===== Extrait fourni
27 août 2024

Irène Nemirovsky, la lucidité en insouciance, l'écriture de la vie

Des années pour me rapprocher de ce livre mais une impression d’autant plus bouleversante en ces jours de commémoration de la Libération de Paris.
Voici un livre écrit par dessus l’époque , lucidement posthume et qui explore , restitue tous les possibles de l’effondrement causé par la défaite française de 40.
Débâcle de toutes les classes sociales jetées sur les routes , mêlées de soldats en déroute, d’automobiles en panne , de réquisitions brutales. Ce n’est pas seulement une débâcle, c’est la fin d’un monde , telle que Zweig a pu la décrire avant son suicide ou que Céline l’a raconté au sortir de l’anéantissement de 14 dans son "Guerre".
==========
===== Données présentées
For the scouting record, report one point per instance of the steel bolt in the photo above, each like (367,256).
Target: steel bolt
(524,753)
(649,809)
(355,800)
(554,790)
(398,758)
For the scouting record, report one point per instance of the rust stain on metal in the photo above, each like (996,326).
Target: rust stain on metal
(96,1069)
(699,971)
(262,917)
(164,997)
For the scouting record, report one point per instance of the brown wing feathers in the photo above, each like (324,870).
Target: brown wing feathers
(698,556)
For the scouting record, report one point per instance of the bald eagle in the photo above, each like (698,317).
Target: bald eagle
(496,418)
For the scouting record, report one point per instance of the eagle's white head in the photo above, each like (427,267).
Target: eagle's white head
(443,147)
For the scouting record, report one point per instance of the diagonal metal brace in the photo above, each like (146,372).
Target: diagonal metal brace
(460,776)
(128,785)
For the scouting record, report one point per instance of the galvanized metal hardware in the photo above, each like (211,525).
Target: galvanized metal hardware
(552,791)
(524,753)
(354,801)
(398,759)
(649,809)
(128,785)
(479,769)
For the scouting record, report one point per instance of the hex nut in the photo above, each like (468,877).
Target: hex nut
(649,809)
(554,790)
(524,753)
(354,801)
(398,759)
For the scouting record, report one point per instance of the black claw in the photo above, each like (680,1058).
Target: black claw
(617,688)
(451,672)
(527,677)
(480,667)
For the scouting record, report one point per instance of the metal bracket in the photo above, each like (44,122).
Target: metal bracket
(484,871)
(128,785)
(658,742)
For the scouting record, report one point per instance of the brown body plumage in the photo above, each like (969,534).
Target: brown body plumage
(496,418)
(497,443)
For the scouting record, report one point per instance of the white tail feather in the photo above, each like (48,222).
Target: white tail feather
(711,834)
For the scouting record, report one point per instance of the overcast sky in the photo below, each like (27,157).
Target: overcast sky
==========
Tâches et exercices.
- A) D'après l'extrait fourni, quelle commémoration rend la lecture du livre d'autant plus bouleversante ?
- B) En vous appuyant sur l'extrait fourni, expliquez ce qui a provoqué l'effondrement exploré par le livre et décrivez la débâcle qui en résulte.

Réponses complètes.
- A) La commémoration de la Libération de Paris.

- B) L'effondrement est causé par la défaite française de 40. Il se traduit par une débâcle où toutes les classes sociales sont jetées sur les routes, mêlées de soldats en déroute, d'automobiles en panne et de réquisitions brutales.